# SHORT PROBLEM
Copy the following lines back verbatim, with no changes.

# SUPPLIED RECORDS
#####

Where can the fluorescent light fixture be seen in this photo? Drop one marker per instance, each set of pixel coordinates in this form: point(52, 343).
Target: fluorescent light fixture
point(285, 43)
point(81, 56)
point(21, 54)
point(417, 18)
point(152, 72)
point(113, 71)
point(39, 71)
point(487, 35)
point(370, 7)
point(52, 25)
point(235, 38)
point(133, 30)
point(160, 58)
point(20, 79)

#####

# ANSWER
Where can the fluorescent light fixture be seen in this photo? Drop one marker per instance, each set of pixel coordinates in this form: point(52, 343).
Target: fluorescent light fixture
point(285, 43)
point(81, 56)
point(21, 54)
point(417, 18)
point(152, 72)
point(113, 71)
point(39, 71)
point(487, 35)
point(370, 7)
point(52, 25)
point(235, 38)
point(133, 30)
point(160, 58)
point(20, 79)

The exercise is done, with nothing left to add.